Source data:
|---|
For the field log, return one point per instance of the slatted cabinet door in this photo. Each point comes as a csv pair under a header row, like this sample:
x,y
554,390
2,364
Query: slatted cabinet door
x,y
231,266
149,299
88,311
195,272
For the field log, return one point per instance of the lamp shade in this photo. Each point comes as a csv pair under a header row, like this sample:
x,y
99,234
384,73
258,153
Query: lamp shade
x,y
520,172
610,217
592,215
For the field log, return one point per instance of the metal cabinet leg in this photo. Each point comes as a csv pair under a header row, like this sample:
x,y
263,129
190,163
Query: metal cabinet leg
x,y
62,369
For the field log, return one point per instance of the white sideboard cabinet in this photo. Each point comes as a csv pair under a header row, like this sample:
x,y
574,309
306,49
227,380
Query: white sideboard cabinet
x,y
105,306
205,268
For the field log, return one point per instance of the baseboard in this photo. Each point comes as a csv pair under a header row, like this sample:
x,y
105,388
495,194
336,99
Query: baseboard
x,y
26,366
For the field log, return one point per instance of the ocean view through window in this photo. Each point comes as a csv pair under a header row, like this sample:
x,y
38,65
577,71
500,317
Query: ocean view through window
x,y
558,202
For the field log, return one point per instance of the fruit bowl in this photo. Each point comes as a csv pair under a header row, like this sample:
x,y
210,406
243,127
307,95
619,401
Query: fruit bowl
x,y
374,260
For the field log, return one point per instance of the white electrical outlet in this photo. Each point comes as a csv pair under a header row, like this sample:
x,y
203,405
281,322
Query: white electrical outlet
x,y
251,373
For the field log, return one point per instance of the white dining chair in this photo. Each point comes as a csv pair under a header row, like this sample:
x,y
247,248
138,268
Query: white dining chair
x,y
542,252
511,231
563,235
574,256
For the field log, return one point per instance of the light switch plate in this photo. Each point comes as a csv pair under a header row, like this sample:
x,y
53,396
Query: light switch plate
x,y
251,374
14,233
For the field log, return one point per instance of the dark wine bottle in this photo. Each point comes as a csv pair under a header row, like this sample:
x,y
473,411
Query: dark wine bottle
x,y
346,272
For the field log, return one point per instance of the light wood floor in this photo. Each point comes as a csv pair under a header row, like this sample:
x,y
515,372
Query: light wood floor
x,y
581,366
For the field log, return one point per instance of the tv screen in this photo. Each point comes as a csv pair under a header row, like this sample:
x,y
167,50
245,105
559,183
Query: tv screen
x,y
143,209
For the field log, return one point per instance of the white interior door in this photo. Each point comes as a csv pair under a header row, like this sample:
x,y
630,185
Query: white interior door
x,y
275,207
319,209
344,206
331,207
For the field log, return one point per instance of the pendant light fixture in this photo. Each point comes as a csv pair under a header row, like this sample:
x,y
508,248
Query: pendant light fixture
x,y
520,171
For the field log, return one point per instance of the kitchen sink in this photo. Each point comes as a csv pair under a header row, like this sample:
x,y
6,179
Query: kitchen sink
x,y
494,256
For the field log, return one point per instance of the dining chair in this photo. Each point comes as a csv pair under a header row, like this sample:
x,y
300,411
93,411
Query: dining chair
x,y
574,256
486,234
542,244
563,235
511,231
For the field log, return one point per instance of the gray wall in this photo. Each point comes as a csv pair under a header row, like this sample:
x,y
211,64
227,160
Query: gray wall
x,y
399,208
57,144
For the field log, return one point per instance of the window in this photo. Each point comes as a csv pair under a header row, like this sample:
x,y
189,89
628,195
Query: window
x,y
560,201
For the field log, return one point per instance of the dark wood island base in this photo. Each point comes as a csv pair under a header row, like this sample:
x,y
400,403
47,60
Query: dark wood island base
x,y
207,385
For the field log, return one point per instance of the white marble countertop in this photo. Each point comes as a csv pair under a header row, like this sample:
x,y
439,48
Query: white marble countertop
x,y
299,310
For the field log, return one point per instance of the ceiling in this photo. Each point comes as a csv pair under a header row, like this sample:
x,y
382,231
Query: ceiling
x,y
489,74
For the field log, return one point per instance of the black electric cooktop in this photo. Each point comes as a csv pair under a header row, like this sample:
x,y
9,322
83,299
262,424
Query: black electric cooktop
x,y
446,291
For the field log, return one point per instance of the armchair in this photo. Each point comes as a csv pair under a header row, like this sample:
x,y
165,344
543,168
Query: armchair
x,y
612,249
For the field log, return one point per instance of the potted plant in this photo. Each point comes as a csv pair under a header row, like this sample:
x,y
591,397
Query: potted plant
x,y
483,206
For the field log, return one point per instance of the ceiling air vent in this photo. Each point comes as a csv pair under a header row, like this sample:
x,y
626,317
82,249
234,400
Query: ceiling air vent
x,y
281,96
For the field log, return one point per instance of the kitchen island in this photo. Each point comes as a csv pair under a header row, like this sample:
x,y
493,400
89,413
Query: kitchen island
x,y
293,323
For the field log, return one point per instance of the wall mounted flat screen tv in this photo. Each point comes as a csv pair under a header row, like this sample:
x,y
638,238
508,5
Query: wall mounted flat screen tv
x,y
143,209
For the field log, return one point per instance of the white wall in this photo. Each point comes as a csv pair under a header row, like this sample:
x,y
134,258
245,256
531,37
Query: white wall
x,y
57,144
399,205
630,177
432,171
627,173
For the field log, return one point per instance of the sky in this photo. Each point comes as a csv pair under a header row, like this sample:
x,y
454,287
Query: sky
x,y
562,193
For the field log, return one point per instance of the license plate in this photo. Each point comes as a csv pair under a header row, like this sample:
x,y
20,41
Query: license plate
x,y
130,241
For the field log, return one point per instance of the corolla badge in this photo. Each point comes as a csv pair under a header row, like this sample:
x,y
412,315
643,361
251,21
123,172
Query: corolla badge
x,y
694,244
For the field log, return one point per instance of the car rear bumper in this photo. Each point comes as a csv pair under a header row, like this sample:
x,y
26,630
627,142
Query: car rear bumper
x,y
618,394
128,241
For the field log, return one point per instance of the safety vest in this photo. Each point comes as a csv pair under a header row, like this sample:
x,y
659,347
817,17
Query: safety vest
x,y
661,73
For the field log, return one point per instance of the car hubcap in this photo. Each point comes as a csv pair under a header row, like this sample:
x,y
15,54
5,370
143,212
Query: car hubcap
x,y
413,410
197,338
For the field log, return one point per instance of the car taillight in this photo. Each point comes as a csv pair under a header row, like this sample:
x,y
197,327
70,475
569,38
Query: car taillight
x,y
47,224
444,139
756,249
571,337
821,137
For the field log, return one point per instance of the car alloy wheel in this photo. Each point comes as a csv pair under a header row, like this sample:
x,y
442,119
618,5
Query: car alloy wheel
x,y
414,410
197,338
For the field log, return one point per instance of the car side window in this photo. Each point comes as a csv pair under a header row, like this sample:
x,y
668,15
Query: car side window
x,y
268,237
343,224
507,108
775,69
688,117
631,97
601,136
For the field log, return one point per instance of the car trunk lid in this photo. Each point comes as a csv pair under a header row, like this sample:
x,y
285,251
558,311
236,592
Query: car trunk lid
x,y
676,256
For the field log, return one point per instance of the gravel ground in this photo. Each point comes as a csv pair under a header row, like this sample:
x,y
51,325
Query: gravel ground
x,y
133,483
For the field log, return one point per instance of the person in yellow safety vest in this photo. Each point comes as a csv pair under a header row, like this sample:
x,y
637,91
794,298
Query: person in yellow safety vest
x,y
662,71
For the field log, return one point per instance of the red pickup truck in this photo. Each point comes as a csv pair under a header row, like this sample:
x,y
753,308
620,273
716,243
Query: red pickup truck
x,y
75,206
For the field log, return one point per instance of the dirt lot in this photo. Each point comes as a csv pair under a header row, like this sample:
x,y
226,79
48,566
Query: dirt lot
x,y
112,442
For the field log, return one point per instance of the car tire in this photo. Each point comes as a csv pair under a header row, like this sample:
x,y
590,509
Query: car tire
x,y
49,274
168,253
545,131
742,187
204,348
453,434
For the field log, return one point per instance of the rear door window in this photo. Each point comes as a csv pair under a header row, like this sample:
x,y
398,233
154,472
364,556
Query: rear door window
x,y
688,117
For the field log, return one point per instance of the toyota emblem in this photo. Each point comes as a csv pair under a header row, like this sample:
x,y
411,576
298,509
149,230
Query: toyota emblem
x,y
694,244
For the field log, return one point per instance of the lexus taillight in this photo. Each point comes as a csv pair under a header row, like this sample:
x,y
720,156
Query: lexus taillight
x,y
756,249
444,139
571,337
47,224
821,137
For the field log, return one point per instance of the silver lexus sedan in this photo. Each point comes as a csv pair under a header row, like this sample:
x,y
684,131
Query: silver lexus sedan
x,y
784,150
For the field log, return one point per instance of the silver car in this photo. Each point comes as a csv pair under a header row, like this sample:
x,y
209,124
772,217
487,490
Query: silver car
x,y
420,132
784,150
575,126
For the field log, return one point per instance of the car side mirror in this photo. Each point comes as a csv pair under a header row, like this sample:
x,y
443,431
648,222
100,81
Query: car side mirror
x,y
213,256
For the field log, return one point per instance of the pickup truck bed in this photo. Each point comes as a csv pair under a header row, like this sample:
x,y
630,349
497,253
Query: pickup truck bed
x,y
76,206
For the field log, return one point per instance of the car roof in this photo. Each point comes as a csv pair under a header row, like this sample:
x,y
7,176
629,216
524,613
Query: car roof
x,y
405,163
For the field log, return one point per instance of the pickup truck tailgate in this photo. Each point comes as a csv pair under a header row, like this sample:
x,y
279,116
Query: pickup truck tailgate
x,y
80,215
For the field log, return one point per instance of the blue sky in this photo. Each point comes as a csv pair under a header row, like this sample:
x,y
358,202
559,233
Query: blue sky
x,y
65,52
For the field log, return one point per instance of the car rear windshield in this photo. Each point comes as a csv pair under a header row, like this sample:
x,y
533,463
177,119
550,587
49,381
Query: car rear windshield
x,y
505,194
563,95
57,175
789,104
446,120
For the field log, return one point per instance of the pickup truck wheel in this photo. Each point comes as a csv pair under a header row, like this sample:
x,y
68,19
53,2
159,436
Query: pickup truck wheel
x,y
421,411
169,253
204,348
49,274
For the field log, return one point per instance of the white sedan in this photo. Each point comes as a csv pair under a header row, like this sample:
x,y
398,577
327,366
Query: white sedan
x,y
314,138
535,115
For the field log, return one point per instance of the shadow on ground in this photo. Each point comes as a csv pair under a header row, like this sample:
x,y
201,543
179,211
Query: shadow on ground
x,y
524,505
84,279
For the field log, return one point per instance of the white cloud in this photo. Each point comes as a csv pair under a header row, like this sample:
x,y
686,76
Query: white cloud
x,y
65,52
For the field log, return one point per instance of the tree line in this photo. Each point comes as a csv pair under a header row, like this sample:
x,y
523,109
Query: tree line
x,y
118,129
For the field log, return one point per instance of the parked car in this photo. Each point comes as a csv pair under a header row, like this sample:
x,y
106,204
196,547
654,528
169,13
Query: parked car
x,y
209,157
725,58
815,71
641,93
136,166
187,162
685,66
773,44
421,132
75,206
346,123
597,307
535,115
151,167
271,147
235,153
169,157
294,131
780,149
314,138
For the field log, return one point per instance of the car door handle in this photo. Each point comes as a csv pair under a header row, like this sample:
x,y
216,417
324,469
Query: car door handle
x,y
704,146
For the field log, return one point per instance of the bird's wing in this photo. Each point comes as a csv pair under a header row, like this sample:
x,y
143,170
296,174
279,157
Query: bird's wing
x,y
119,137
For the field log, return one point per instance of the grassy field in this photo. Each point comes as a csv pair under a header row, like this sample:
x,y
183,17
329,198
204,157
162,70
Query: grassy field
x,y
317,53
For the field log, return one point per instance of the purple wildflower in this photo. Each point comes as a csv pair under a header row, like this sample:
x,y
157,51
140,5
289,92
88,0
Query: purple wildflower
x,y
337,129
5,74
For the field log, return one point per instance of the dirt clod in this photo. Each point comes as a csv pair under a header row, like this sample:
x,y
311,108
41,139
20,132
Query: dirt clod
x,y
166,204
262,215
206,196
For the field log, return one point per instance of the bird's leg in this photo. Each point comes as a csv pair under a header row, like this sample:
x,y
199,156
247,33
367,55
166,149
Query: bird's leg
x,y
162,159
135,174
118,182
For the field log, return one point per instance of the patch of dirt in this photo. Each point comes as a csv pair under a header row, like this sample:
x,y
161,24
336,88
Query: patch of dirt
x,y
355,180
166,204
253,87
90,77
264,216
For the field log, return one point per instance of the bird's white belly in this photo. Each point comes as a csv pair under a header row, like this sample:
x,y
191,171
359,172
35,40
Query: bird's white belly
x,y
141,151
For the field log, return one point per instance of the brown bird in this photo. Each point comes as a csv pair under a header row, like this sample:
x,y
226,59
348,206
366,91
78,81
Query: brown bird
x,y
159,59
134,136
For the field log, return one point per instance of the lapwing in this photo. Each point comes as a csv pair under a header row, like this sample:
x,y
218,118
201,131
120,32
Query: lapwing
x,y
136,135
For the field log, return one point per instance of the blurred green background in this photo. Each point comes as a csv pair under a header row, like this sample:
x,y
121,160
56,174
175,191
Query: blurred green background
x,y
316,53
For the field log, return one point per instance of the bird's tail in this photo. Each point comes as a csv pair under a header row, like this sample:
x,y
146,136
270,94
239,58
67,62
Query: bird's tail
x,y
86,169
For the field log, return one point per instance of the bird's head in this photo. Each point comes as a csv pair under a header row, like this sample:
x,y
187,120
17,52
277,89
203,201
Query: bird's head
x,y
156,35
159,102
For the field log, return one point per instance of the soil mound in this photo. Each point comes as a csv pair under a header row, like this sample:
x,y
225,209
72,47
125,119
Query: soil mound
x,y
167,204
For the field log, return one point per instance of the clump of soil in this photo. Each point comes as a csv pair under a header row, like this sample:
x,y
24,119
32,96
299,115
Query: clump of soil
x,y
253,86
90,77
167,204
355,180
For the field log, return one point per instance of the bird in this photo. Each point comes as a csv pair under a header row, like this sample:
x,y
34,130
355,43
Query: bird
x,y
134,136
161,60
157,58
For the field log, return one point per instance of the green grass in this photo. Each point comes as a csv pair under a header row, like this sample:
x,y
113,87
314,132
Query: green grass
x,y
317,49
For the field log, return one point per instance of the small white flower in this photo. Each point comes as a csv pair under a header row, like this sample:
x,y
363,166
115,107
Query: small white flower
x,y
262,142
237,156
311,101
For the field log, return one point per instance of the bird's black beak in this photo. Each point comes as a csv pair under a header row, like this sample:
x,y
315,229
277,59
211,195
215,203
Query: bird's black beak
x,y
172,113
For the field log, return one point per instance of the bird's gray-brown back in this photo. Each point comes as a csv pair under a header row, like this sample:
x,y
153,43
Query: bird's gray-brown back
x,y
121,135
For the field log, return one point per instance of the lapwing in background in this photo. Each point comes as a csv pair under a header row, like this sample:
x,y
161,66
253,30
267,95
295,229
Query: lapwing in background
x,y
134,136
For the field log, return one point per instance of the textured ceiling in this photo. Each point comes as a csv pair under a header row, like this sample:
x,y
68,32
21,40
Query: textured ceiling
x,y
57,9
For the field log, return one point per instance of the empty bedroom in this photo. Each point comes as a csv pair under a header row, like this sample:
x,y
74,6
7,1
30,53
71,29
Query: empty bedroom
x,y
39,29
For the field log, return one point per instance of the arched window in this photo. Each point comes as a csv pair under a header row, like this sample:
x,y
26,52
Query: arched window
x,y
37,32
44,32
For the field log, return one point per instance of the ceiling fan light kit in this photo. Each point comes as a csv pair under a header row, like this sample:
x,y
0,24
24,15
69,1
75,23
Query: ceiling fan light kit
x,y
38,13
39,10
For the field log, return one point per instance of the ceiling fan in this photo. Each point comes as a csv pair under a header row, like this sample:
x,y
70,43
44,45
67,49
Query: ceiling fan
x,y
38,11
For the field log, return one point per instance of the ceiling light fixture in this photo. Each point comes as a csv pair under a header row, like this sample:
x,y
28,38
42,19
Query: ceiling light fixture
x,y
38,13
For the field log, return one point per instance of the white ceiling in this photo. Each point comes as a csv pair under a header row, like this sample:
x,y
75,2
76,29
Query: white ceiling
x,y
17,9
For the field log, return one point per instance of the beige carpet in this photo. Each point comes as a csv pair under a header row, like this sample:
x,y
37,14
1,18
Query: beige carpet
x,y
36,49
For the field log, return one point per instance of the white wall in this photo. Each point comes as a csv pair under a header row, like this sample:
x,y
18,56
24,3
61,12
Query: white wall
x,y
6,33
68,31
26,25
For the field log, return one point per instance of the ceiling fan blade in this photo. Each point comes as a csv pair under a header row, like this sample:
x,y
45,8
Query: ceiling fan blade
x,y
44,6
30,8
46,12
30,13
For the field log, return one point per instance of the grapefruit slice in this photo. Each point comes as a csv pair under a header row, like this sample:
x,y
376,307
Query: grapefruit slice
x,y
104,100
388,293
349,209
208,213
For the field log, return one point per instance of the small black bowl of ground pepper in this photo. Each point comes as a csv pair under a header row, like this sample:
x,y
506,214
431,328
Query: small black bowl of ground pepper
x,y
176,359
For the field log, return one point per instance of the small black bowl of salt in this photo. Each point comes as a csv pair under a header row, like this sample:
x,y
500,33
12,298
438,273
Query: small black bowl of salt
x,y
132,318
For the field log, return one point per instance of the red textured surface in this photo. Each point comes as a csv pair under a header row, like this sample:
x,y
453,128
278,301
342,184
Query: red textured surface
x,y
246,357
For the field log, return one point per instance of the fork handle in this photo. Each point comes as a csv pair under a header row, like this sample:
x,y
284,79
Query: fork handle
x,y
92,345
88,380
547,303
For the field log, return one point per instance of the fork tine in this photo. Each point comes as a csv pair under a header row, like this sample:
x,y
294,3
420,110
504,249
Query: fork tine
|---|
§ Given instruction
Find "the fork handle" in the data above, then repeat that line and all lines after it exactly, ending with the final line.

§ Reply to the task
For the field log, return one point per instance of the fork handle in this photo. Each point comes as a csv pair under a header row, like this sample:
x,y
284,79
Query: fork handle
x,y
92,345
88,380
547,303
For the field log, return one point per instance of the fork tine in this photo. Each point comes as a csv pair under a header row, like this sample:
x,y
294,3
420,110
504,249
Query: fork tine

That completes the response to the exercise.